#### Given passage
┌──

Her work includes leading a Mayer Brown team to create and implement a strategy focused on developing bipartisan support for ratification of the Convention. Ms. Osolinik’s strategy is working – on May 17, President Obama submitted the Convention to the Senate for ratification. And on May 25, a bipartisan group of 7 senators publicly announced their support for ratification. Ms. Osolinik’s efforts were recently recognized by The National Law Journal, which named her to its 2012 Champions and Visionaries list.

John Janicik – Throughout his career, Chicago Government & Global Trade partner John Janicik has consistently demonstrated a commitment to helping the disadvantaged and to making the Chicagoland community a better place. Since 2005, Mr. Janicik has averaged almost 150 pro bono hours per year. In 2011 alone, Mr. Janicik devoted 250 hours to pro bono efforts.

Mr. Janicik has primarily served two pro bono clients: the IMD Guest House Foundation, which provides safe and affordable accommodations for friends and families of patients receiving treatment at Chicago area hospitals; and The Better Business Bureau of Chicago and Northern Illinois, which seeks to create and encourage an ethical marketplace by promoting business integrity and performance. In addition to his pro bono efforts, Mr. Janicik donated almost 500 hours to a range of community service organizations in 2011.

Simon Hartley – Located in Mayer Brown’s London office, Litigation & Dispute Resolution senior associate Simon Hartley has devoted hundreds of hours to the successful defense of eviction proceedings brought against the Green Rivers Community Association, a small UK charity that provides activities for children and teenagers located in an economically depressed area of Walsall, West Midlands.

After two years of difficult litigation, followed by settlement negotiations led by Mr. Hartley, a successful settlement was achieved. The charity received a 21-year lease, at a nominal rent. This settlement will allow their valuable work to continue, keep at-risk kids off the streets, and make it possible for them to improve their facilities.

Sarah Reynolds – Since joining the firm in 2005, Chicago Litigation & Dispute Resolution associate Sarah Reynolds has consistently dedicated more than 200—and sometimes more than 300—hours to pro bono each year.

└──

#### Data supplied

┌──

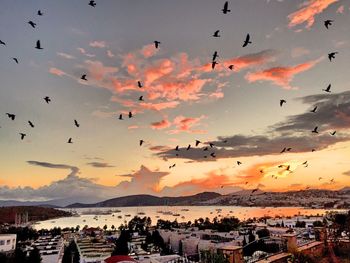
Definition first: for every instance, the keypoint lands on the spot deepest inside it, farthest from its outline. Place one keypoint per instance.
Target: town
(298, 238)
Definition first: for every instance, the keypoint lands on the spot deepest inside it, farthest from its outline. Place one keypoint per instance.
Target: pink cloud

└──
┌──

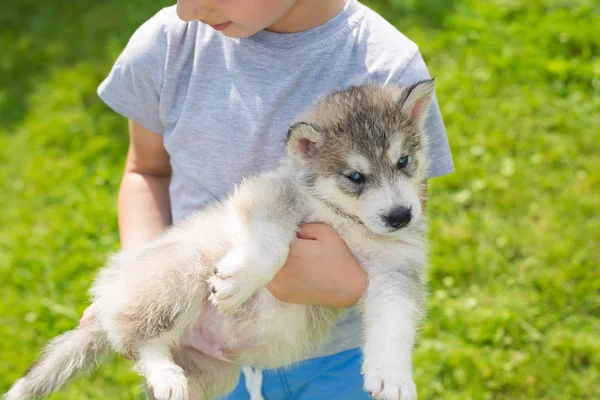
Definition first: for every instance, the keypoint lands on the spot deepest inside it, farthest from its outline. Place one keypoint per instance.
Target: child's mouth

└──
┌──

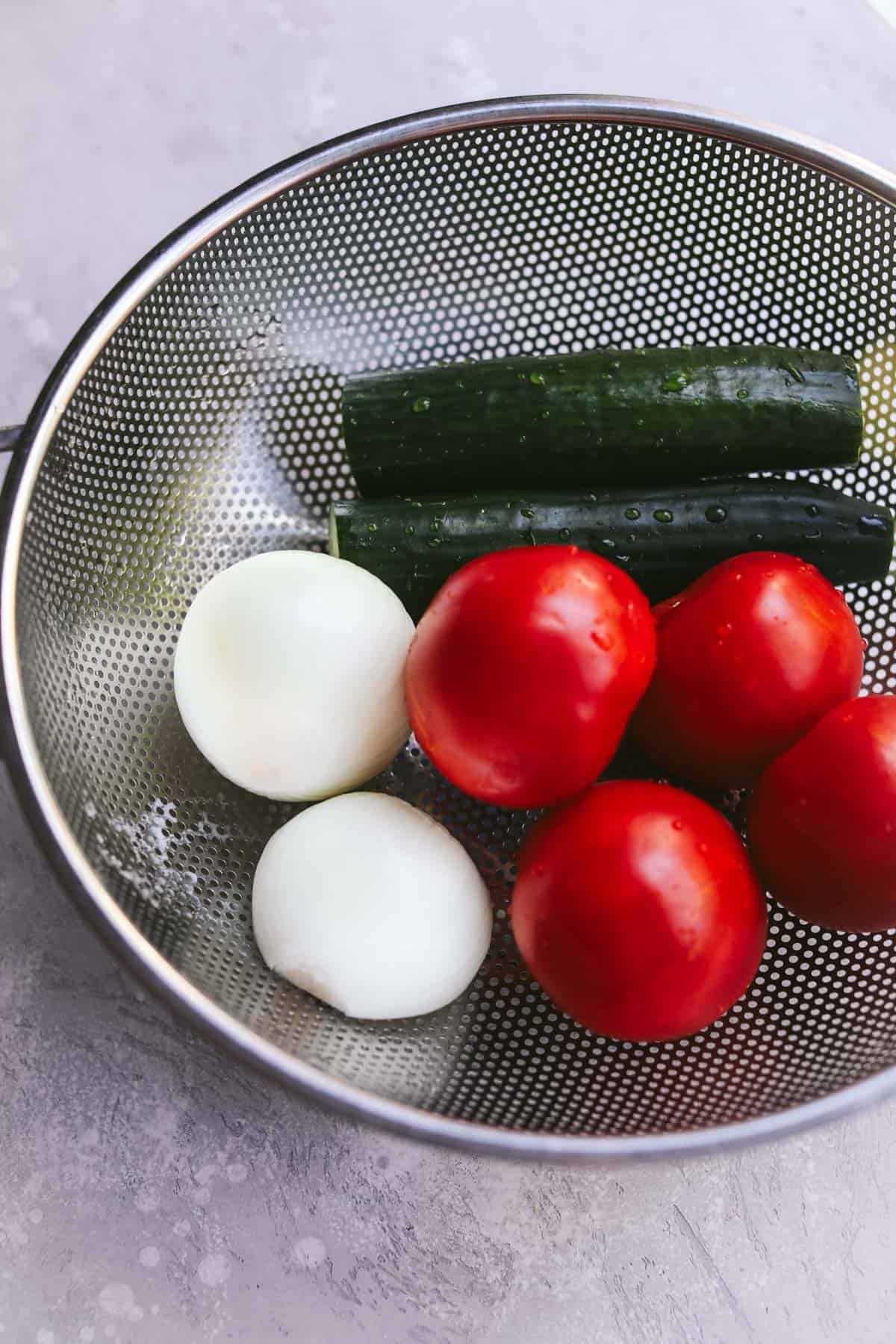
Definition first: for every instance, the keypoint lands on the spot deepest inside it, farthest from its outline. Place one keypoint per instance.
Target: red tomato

└──

#### Study questions
**A.** Using the passage on Mayer Brown lawyers' pro bono work, answer the following:
(i) On what date did President Obama submit the Convention to the Senate for ratification?
(ii) How many hours did John Janicik devote to pro bono efforts in 2011?
(iii) What lease did the Green Rivers Community Association receive in the settlement?
**B.** Write the next part of the passage on Mayer Brown lawyers' pro bono work, starting after its final sentence.

#### Answer set
**A.**
(i) May 17.
(ii) 250 hours.
(iii) A 21-year lease at a nominal rent.

**B.**
A former peace corps volunteer, Sarah has devoted a significant amount of time to providing pro bono assistance to the International Friends of Belize, an organization committed to improving the education, health and environment of Belizean communities. In addition to her work for Friends of Belize, Ms. Reynolds has been involved in more than a dozen pro bono matters, including two very difficult indigent criminal defense matters where she was involved in both the trial and appeal—including presenting oral arguments before the Illinois Supreme Court.

Pro Bono Lifetime Achievement Award – Adrian Steel

A lawyer with Mayer Brown since 1981, Adrian Steel has been an active member of the firm’s pro bono committee for many years. As co-chair of the committee from 2005 through 2011, Mr. Steel was a driving force for many of the changes that have helped Mayer Brown’s pro bono program develop and adapt as the firm expanded in Europe, Asia and Latin America.

Mr. Steel has been a member of the board of directors of Legal Counsel for the Elderly since 1984—serving as Chairman in 1989 and again from 2007 to 2008. In addition, he has been a member of the board of directors of the Ronald McDonald House since 1990—serving as Board President from 1995-1998. Mr. Steel has supervised and worked on numerous other pro bono matters throughout his career, and in 1988, was named the DC Bar’s “Pro Bono Lawyer of the Year.”

Mr. Steel also has spearheaded Mayer Brown’s volunteer efforts at Miriam’s Kitchen, an organization that provides meals and comprehensive case management services to homeless men and women in the District of Columbia.